**Exercise objective:** Copy the rows below word for word, starting at the line that contains "of the silhouetted" and continuing through the last line of the rows. Include both of those lines.

**Saved entries:**
+++
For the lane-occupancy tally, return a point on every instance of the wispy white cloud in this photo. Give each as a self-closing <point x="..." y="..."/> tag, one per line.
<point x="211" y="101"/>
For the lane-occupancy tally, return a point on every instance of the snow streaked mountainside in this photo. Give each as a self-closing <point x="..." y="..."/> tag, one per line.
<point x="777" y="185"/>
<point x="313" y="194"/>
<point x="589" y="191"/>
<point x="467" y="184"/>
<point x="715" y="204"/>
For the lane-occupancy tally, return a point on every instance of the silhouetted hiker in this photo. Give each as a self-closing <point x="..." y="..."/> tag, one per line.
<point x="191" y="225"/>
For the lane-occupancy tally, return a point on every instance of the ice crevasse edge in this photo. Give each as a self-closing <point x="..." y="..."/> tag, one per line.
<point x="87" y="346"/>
+++
**Task solution:**
For the lane-occupancy tally, return a point on every instance of the silhouetted hiker in this photo. Give each as a self-closing <point x="..." y="..."/> tag, one per line.
<point x="191" y="225"/>
For the lane-occupancy tally, return a point on every instance of the ice crevasse edge in this photo. Give each as a self-closing <point x="..." y="..."/> tag, one per line.
<point x="87" y="346"/>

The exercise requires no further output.